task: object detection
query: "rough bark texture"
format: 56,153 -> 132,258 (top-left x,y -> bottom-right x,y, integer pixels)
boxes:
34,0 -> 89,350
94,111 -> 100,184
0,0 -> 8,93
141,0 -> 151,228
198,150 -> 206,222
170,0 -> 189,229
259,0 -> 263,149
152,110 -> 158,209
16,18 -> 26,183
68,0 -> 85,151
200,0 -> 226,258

WHAT IS NEEDED: Reproduce all of the entries above character for character, line by line.

THE RESPONSE:
task: object detection
query: "rough bark texture"
format: 56,153 -> 132,258 (top-left x,y -> bottom-right x,y, integer pixels)
boxes:
34,0 -> 89,350
94,111 -> 100,184
0,0 -> 8,93
141,0 -> 151,228
198,150 -> 206,222
170,0 -> 189,229
259,0 -> 263,149
152,110 -> 158,209
16,18 -> 26,183
68,0 -> 85,151
200,0 -> 226,258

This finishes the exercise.